= Exercise tasks =
• 1. Answer these questions using the brain injury passage that follows. The data come after it.
(a) Which month is Brain Injury Awareness Month?
(b) What phrase from the U.S. Army does the passage use to describe a brain injury?
(c) What obvious signs that medical attention is needed does the passage list?
• 2. In the brain injury passage below, rewrite the paragraph beginning "Unfortunately, sometimes people" as a short list that keeps its main facts. The data follow the passage.
• 3. From the brain injury passage below, quote everything from "Unfortunately, sometimes people" down to "his brain injury.", word for word. The data follow the passage.

= Quoted passage =
────────
March is Brain Injury Awareness Month, and it is the ideal time to learn the signs that you or someone you love is suffering from this condition. As the U.S. Army indicates, a brain injury is a “multi-system dysfunction that also affects the family.” Prompt treatment is essential for a TBI, but people do not always recognize the symptoms and aren’t always aware that even a seemingly minor bump to the head can have a lasting impact. hospital-bed-2-65899-m.jpg

A Boston brain injury lawyer can help clients who are suffering from the effects of brain injury to take legal action against those who are responsible for injury.

Signs and Symptoms of a TBI To Look For

A traumatic brain injury can cause physical and psychological symptoms and often the worst side effects, including emotional and behavioral changes or memory loss, do not appear immediately. This means you could sustain a blow to the head, believe you are fine and then develop symptoms months or weeks later.

Unfortunately, sometimes people who are suffering from TBI may not be aware of the fact that the health issues they are experiencing are a sign of a brain injury. The fact that a TBI affects cognitive function and reasoning skills can compound the problem and make a TBI sufferer unable to recognize that medical help is necessary. When the TBI affects a child, the risk that a TBI will go unrecognized is even greater since the young person may not have the words to communicate what is going on with his body as a result of his brain injury.

Family members should be on the lookout for outward signs of a TBI after someone they love has sustained a head injury so they can take action if it looks like a bump to the head is affecting the brain on an ongoing basis. For example, obvious signs that medical attention is needed include seizures, loss of consciousness and difficulty communicating or remembering.
────────
= Data segment =
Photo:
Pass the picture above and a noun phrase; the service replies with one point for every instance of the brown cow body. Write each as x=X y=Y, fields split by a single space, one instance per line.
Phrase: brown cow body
────────
= Your responses =
• 1.
(a) March.
(b) A "multi-system dysfunction that also affects the family."
(c) Seizures, loss of consciousness, and difficulty communicating or remembering.

• 2.
- People with a TBI may not realize that their health problems are signs of a brain injury.
- Because a TBI affects cognitive function and reasoning, a sufferer may be unable to see that medical help is needed.
- The risk of a TBI going unrecognized is even greater in children, who may not have the words to describe what is happening to them.

• 3.
Unfortunately, sometimes people who are suffering from TBI may not be aware of the fact that the health issues they are experiencing are a sign of a brain injury. The fact that a TBI affects cognitive function and reasoning skills can compound the problem and make a TBI sufferer unable to recognize that medical help is necessary. When the TBI affects a child, the risk that a TBI will go unrecognized is even greater since the young person may not have the words to communicate what is going on with his body as a result of his brain injury.